**Problem 1:** Select each line of the entries that contains the word "stainless", matching case exactly.

CIA director William Burns will lead the US team in the talks in which the intelligence chiefs of Israel and Egypt is to participate. Senior Qatari security officials would also take part, said sources, who spoke to The National on condition of anonymity.

Fresh negotiations follow the outright dismissal last week by Israeli Prime Minister Benjamin Netanyahu of proposals tabled by Hamas in response to a plan hammered out by mediators late last month. The nixed plan envisaged a truce of up to three months and a prisoner and hostage swap between Israel and Hamas.

US Secretary of State Antony Blinken, who was in the region last week on his fifth Middle East tour since the war broke out, said Hamas's proposals had some merit but included “non-starters”.

This week's talks also take place against a backdrop of rising tension between Egypt and Israel over the latter's declared intention to take its military operations into the southern Gaza city of Rafah on the Egyptian border.

The town and its environs are packed with more than a million Gazans seeking shelter from the war.

Egypt, like the US and others, fears that an Israeli incursion into Rafah will result in massive civilian casualties and leave hundreds of thousands of Palestinians with no place to go, except across the border and to the Sinai Peninsula.

Those who come to Egypt, Cairo says, would not be allowed to return home by Israel, placing another hurdle in any future negotiations to end the Palestinian-Israeli conflict.

The influx of Palestinians into the sparsely populated Sinai Peninsula, which borders Gaza and Israel, would also jeopardise Egypt's national security, according to Cairo.

“Military operations in the Rafah area in southern Gaza will bring about more civilian casualties and a disastrous humanitarian situation,” Egypt's Foreign Minister Sameh Shoukry said on Saturday.

**Problem 2:** Decide whether each statement agrees with the article on the Gaza talks. Give yes or no, followed by the article's deciding words in quotation marks. (a) The CIA director will lead the US team in the talks. (b) The rejected plan envisaged a truce of up to six months. (c) More than a million Gazans are sheltering in and around Rafah.

**Dataset excerpts on pointing at objects:**
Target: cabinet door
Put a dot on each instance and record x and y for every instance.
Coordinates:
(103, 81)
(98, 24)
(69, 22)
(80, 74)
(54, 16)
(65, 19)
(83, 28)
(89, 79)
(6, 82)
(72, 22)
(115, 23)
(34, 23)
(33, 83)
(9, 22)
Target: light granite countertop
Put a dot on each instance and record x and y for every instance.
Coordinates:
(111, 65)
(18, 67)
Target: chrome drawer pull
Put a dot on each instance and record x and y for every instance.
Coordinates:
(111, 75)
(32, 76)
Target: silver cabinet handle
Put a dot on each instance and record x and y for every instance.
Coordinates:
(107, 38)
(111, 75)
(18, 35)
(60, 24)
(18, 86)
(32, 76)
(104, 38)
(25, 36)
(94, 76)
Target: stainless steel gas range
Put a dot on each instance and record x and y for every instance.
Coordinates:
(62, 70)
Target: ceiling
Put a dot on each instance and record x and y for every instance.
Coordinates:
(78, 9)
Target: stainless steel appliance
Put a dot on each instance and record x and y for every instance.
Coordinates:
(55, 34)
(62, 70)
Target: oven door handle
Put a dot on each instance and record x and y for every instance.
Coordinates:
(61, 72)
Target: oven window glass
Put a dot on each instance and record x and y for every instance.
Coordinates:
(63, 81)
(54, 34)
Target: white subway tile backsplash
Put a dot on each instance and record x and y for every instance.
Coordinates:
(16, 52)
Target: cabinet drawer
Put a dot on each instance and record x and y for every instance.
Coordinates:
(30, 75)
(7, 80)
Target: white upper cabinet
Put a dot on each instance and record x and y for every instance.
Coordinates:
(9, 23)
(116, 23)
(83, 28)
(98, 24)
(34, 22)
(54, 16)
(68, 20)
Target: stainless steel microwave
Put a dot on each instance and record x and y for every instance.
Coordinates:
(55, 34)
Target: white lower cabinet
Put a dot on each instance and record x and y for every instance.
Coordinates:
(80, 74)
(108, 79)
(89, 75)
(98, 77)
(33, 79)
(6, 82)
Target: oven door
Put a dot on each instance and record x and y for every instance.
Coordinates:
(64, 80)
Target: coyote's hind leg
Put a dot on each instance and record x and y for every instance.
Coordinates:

**Task result 1:**
Target: stainless steel gas range
Target: stainless steel appliance
Target: stainless steel microwave

**Task result 2:**
(a) Yes: "CIA director William Burns will lead the US team in the talks"
(b) No: "The nixed plan envisaged a truce of up to three months"
(c) Yes: "The town and its environs are packed with more than a million Gazans seeking shelter from the war"